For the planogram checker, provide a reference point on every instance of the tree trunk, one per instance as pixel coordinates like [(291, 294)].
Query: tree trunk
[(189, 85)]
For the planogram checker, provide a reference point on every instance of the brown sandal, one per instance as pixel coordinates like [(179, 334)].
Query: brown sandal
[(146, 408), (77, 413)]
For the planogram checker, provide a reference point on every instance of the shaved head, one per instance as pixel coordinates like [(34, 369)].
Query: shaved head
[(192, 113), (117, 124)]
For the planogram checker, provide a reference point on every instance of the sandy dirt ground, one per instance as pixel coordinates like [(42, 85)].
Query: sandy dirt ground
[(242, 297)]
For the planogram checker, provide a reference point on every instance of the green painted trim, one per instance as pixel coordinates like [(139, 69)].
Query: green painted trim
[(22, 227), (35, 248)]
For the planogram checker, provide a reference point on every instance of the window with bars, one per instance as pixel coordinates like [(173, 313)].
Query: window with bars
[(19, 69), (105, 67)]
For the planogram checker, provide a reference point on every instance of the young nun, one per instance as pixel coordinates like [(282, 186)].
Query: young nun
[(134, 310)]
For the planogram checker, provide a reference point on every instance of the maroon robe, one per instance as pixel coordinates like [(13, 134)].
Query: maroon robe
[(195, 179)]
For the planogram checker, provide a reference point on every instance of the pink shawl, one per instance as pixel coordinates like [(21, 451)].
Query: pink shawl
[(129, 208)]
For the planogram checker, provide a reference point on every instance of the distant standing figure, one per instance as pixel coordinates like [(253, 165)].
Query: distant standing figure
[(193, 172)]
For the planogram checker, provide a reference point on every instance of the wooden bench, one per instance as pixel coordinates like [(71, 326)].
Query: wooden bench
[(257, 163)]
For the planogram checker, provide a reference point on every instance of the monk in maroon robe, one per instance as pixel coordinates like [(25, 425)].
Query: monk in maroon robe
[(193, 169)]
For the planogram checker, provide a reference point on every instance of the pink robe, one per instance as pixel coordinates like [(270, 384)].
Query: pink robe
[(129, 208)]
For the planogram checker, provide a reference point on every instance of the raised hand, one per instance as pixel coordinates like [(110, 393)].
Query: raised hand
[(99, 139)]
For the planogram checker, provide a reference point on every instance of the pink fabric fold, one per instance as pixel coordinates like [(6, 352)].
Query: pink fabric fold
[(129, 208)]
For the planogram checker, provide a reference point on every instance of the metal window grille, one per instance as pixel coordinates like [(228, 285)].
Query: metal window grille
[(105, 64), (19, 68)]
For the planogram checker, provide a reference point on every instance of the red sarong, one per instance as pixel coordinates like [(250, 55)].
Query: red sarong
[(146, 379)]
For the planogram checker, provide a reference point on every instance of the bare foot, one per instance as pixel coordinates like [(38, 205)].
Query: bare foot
== == ==
§ TASK DESCRIPTION:
Please rewrite everything from the line containing "like [(25, 425)]." down to the final line above as a JSON list of strings, one string per line, with blank lines omitted.

§ RESPONSE BELOW:
[
  "For the planogram checker, provide a reference point on every instance of the monk in maroon robe, one per instance as pixel coordinates like [(25, 425)].",
  "Query: monk in maroon robe",
  "[(193, 169)]",
  "For the planogram checker, provide a reference point on every instance of the pink robe, one per instance as pixel coordinates like [(270, 384)].",
  "Query: pink robe",
  "[(129, 208)]",
  "For the planogram checker, provide a reference point on every instance of the raised hand, one per instance as pixel coordinates like [(110, 393)].",
  "Query: raised hand",
  "[(99, 139)]",
  "For the planogram checker, provide a reference point on every instance of the pink fabric fold, one per instance as pixel coordinates like [(6, 352)].",
  "Query: pink fabric fold",
  "[(129, 208)]",
  "For the planogram checker, provide a reference point on every instance of the metal window grille, one per instance as pixel coordinates like [(228, 285)].",
  "Query: metal window grille",
  "[(105, 64), (19, 68)]",
  "For the planogram checker, provide a reference point on every instance of the red sarong, one per instance as pixel coordinates like [(250, 55)].",
  "Query: red sarong",
  "[(146, 379)]",
  "For the planogram checker, provide a reference point on every instance of the bare foot, one per instance as pixel coordinates like [(38, 205)].",
  "Query: bare foot"
]